### Source excerpt
######

I did check the spindle. It appears to be working okay.

I did take the face plate off, put it on my table saw ( flat surface ), and it does not seem to wobble much - perhaps a miniscule amount. I agree the photo does look like the face plate is bent. Perhaps I should just go and get a new one. Who knows, perhaps it was dropped.

Speaking of faceplates - should there be a glued on stick surface on it? There was on this one, and in really bad shape. I removed it and the glue.


----------



## TheDane (May 15, 2008)

> Speaking of faceplates - should there be a glued on stick surface on it? There was on this one, and in really bad shape. I removed it and the glue.


No … faceplates are designed to be used with wood screws. You can use double-stick tape, but it won't give you as solid of a hold as screws.


----------



## johnstoneb (Jun 14, 2012)

######

Region labeling items
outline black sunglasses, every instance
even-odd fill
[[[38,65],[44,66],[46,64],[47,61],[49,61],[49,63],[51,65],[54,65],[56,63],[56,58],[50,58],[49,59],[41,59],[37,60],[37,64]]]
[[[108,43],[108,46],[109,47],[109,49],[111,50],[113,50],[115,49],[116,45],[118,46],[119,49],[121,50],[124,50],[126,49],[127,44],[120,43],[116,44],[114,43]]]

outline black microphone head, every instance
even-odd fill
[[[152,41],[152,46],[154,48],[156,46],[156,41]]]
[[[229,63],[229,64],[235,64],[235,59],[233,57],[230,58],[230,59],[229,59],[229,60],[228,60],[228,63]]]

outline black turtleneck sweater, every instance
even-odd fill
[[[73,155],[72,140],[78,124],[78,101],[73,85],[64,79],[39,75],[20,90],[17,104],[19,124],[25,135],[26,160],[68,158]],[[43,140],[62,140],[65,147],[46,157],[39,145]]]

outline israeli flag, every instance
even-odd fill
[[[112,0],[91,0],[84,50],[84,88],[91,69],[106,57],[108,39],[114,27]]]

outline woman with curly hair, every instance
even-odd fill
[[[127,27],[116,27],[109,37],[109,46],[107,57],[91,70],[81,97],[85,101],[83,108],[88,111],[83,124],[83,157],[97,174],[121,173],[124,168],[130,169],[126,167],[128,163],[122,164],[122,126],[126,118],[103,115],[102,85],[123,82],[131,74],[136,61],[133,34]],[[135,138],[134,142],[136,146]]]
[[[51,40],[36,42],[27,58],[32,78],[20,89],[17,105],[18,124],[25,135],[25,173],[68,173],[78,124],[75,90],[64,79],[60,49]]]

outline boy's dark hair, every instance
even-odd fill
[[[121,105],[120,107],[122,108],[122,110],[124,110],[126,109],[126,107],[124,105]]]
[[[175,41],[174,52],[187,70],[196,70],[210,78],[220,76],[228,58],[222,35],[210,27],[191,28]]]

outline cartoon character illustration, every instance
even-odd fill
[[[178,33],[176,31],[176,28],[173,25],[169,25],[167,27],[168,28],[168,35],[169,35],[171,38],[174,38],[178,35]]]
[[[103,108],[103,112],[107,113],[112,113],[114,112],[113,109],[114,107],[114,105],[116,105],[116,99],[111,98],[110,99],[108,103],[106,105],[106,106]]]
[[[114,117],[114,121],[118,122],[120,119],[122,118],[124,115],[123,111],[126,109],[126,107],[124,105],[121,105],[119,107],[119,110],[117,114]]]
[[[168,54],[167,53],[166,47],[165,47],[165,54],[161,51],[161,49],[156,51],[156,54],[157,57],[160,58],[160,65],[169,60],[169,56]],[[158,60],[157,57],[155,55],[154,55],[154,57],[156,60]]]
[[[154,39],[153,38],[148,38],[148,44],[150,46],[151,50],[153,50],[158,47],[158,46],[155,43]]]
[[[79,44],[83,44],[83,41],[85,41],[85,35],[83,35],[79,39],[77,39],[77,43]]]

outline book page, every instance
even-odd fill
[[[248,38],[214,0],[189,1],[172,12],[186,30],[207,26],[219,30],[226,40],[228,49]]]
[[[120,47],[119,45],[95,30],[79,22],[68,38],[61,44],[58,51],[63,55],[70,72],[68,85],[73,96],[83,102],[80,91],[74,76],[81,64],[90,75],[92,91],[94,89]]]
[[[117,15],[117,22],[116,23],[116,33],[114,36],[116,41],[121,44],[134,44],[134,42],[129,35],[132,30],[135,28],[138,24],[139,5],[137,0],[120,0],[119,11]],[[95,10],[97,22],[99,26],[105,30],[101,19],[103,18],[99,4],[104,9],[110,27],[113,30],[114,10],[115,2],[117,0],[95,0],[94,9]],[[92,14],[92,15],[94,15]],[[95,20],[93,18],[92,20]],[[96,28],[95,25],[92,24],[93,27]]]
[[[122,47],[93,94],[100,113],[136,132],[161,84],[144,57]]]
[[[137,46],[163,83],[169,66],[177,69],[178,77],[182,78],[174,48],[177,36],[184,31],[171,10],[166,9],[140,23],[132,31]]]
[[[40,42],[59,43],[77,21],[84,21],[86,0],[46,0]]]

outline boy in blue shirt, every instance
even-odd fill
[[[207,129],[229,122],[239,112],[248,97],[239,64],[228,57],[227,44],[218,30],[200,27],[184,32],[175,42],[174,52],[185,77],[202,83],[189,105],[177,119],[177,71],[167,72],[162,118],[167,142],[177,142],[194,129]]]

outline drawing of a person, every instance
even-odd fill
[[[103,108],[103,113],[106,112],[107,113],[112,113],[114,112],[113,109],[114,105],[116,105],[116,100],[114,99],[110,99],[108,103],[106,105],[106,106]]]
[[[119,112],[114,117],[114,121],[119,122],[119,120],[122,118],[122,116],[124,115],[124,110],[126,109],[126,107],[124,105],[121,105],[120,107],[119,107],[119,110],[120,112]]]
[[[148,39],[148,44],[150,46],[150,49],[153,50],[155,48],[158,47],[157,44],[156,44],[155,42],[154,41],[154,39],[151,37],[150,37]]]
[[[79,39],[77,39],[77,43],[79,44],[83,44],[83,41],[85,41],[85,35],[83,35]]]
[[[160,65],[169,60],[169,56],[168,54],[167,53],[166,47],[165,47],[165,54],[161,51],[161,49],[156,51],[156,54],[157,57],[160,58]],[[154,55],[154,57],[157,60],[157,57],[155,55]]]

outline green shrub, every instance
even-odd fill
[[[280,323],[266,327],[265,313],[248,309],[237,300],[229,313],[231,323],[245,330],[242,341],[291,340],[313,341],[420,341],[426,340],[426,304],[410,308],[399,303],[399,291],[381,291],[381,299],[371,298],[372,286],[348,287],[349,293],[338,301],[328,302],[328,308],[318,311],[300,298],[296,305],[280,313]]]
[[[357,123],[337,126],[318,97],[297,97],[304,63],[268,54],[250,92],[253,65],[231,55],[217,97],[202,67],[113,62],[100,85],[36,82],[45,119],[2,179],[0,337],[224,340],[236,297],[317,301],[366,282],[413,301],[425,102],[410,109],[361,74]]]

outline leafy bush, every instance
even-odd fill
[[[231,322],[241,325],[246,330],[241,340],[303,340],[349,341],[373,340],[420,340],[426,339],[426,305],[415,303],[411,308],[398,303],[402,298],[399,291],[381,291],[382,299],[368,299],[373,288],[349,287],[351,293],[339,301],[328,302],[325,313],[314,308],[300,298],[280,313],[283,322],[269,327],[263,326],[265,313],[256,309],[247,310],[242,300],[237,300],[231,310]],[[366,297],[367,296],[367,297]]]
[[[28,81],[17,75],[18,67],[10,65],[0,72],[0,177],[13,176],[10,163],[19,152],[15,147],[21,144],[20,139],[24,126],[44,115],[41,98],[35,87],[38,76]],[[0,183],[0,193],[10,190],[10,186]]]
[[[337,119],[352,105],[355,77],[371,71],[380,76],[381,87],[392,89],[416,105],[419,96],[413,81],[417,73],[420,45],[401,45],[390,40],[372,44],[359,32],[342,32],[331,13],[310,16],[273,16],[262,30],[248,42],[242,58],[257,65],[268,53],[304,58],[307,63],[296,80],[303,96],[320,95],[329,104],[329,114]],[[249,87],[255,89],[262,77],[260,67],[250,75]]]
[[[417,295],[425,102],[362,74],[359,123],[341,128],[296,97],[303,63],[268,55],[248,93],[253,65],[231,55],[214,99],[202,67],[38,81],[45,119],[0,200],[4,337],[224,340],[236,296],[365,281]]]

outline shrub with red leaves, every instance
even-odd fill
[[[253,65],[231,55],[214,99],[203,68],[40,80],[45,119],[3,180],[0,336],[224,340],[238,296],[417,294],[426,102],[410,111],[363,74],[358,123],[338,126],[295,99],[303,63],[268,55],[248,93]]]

######

In the faceplate discussion, turn the paragraph that begins "I did take the face plate off" into a short bulleted list that keeps its main facts.

### In response
- The face plate was taken off and laid on a table saw to check it on a flat surface.
- It hardly wobbles, maybe a tiny amount.
- The writer agrees the photo makes it look bent.
- Getting a new one may be the best option.
- It may have been dropped at some point.